Saving Interest IRS

The government wants your savings interest — Banks are mandated to report you to the IRS

Better pay up when you get more than 3 hundredths of a percent interest


I have been following along as some of the new rules proposed in the Build Back Better Plan have been published and discussed.

The new law has not been passed by Congress or signed by the president, but a lot of provisions have been spotlighted. In some cases that resulted in removal from the original version, in some cases it illuminated something that was hidden — at least it was for me.

Did you know (and this is the law already — not proposed)?

Banks and other businesses are required to send you a Form 1099-INT if they pay you $10 or more in interest during the year.

Actually, there is no minimum interest payment you can receive and not have to report it. Banks and anybody else who gives you $10 or more in a year has to issue the form, but any interest you earn has to be reported in your tax return, even if you did not receive the form 1099-INT.

I did not know that my bank informs the IRS that I received $10 in interest — Did you?

Well, the other interesting aspect is: Did they report on you recently or not?

For most Americans it is unlikely. Here is why.

DATASET RECORDS:
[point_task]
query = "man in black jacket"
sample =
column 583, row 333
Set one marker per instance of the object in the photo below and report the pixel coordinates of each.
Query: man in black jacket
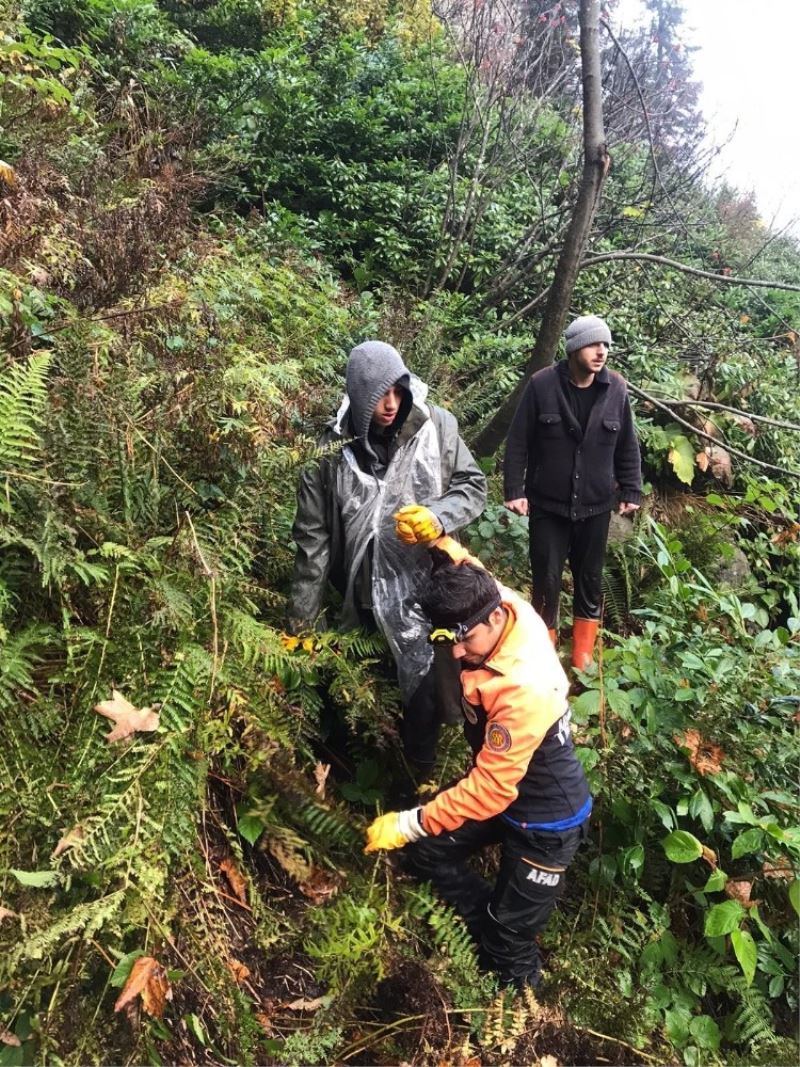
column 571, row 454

EXERCISE GOAL: Based on the text on savings interest, answer yes or no to each statement and quote the words of the text that decide it. 1. The Build Back Better Plan has already been passed by Congress. 2. Interest below $10 in a year does not need to be reported on a tax return. 3. Banks must send a Form 1099-INT to anyone they pay $10 or more in interest during the year.

WRITTEN SOLUTION:
1. No: "The new law has not been passed by Congress or signed by the president"
2. No: "any interest you earn has to be reported in your tax return, even if you did not receive the form 1099-INT"
3. Yes: "Banks and other businesses are required to send you a Form 1099-INT if they pay you $10 or more in interest during the year"